▶ Directive: Can you pull out every one of the records below and reproduce each line verbatim, with no changes?

(Collected data)
■ ■ ■

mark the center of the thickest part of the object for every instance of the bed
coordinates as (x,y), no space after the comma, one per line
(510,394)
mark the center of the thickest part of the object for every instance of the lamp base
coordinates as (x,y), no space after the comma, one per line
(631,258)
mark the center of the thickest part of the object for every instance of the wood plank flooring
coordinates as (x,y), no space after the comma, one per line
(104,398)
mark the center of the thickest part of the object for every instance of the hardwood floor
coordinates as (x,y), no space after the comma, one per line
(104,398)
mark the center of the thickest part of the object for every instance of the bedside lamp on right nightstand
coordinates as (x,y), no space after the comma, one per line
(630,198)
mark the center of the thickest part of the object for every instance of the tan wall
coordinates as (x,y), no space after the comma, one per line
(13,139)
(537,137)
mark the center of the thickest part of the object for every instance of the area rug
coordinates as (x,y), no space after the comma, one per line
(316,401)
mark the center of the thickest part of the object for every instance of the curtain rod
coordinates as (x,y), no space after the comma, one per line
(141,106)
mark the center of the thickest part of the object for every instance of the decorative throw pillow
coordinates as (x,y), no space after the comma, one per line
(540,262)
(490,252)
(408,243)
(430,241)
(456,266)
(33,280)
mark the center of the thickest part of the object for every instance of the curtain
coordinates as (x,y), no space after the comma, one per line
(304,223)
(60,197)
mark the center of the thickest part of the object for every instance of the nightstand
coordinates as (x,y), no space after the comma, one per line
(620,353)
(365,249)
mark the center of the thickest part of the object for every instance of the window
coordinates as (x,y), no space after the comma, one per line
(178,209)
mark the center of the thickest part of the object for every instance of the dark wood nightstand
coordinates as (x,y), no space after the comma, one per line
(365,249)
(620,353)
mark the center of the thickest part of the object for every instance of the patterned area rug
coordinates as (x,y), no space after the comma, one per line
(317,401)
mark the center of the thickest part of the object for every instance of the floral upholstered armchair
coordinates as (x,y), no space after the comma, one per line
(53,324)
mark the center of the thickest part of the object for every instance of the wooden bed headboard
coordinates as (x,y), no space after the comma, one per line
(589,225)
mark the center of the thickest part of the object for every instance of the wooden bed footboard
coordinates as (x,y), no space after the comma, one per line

■ ■ ■

▶ Response to the task:
mark the center of the thickest part of the object for every instance of the bed
coordinates as (x,y), no space after the comma, one per line
(510,394)
mark the center of the thickest part of the object for every instance of the lamp base
coordinates as (x,y), no space after the comma, one per line
(631,258)
mark the center of the thickest part of the object for every instance of the wood plank flooring
coordinates as (x,y), no space after the comma, one per line
(104,398)
mark the center of the thickest part of the object for every instance of the hardwood floor
coordinates as (x,y), no space after the comma, one per line
(104,398)
mark the center of the thickest part of the object for every instance of the bedside lamp on right nightstand
coordinates as (x,y), no space after the comma, one per line
(630,198)
mark the center of the thickest part of the object for every instance of the tan wall
coordinates as (x,y), no space after the comma, one per line
(13,139)
(537,137)
mark the center of the thickest part of the object for every instance of the area rug
coordinates as (x,y), no space after the comma, one per line
(316,401)
mark the center of the thickest part of the object for every instance of the curtain rod
coordinates as (x,y), no space after the comma, one per line
(141,106)
mark the center of the thickest part of the object for every instance of the decorative throw pillow
coordinates as (x,y), no space after the comma, one per line
(540,262)
(490,252)
(408,243)
(430,241)
(456,266)
(33,280)
mark the center of the thickest part of the object for every instance of the curtain
coordinates as (x,y), no space after the comma, one per line
(304,223)
(60,197)
mark the center of the thickest part of the object for every instance of the nightstand
coordinates as (x,y), no space after the comma, one per line
(620,353)
(365,249)
mark the center of the thickest part of the object for every instance of the window
coordinates as (x,y), no space after the comma, one per line
(178,209)
mark the center of the thickest part of the object for every instance of the dark wood nightstand
coordinates as (x,y), no space after the comma, one per line
(365,249)
(620,353)
mark the center of the thickest part of the object for every instance of the patterned area rug
coordinates as (x,y), no space after the comma, one per line
(317,401)
mark the center of the thickest part of the object for every instance of the floral upholstered armchair
coordinates as (x,y), no space after the comma, one per line
(53,324)
mark the center of the thickest part of the object for every instance of the wooden bed headboard
coordinates as (x,y), no space after the comma, one per line
(589,225)
mark the center of the thickest part of the object for every instance of the wooden bed footboard
coordinates as (x,y), no space after the comma, one per line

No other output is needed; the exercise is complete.